Stated exercise → Say whether each statement below agrees with the Mount Zion entry, answering yes or no and quoting the deciding words from it: 1. Mount Zion was built of native limestone. 2. The house was built for an Anglican minister from Gloucester County. 3. Alexander Earle was elected a state senator in 1871.
## Start Text extract
Virginia State Seal Virginia Department of Historic Resources

093-0008 Mount Zion

Mount Zion
Photo credit: Maral Kalbian, 2013

*Click on image to enlarge.

For additional information, read the Nomination Form PDF

VLR Listing Date 12/02/1969

NRHP Listing Date 02/26/1970

NRHP Reference Number 70000830

The Georgian style of Virginia’s Tidewater plantation houses was given a regional interpretation in this massive Shenandoah Valley farmhouse. Built of native limestone, Mount Zion has a fortress-like exterior that contrasts with the ambitious provincial woodwork of the lofty interior. The parlor chimneypiece, decorated with carved pendants, swags, animal heads, and rope moldings, is an extraordinary example of the area’s 18th-century craftsmanship, based on published designs by Abraham Swan. The house was built ca. 1771 for the Rev. Charles Mynn Thruston, an Anglican minister and native of Gloucester County, who raised a company of troops during the Revolutionary War. Wounded in the battle of Piscataway, he was known as the “Fighting Parson.” Thruston is said to have held services in Mount Zion’s spacious second-floor hall. A later owner, Alexander Earle, served as a quartermaster in the Confederate army and was elected a state senator in 1881.  Mount Zion contributes to Warren County’s Rockland Rural Historic District.
## End Text extract
## Start Data excerpt
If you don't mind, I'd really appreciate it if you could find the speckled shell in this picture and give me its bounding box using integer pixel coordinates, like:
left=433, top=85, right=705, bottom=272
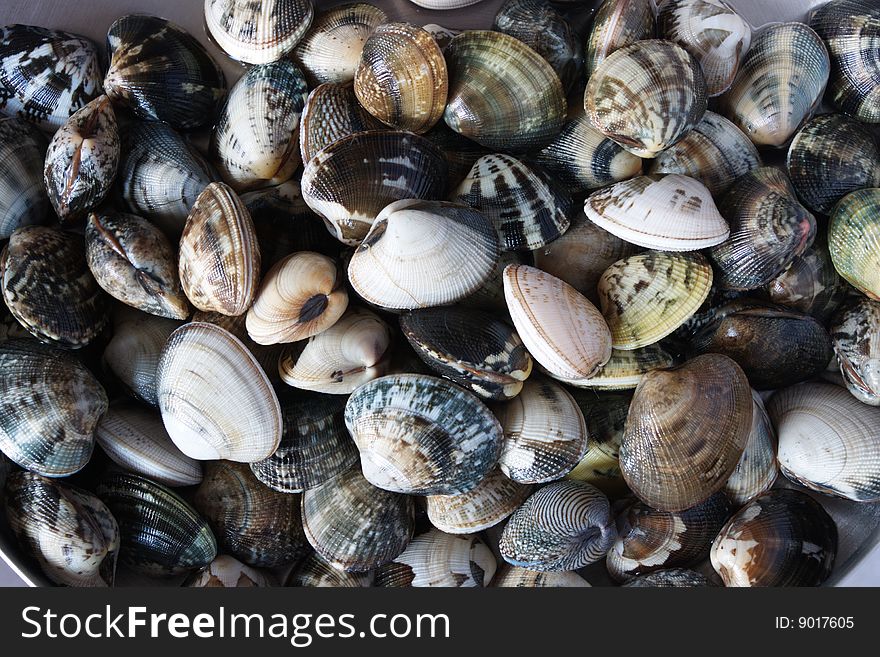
## End Data excerpt
Task result →
1. Yes: "Built of native limestone, Mount Zion has a fortress-like exterior"
2. Yes: "built ca. 1771 for the Rev. Charles Mynn Thruston, an Anglican minister and native of Gloucester County"
3. No: "was elected a state senator in 1881"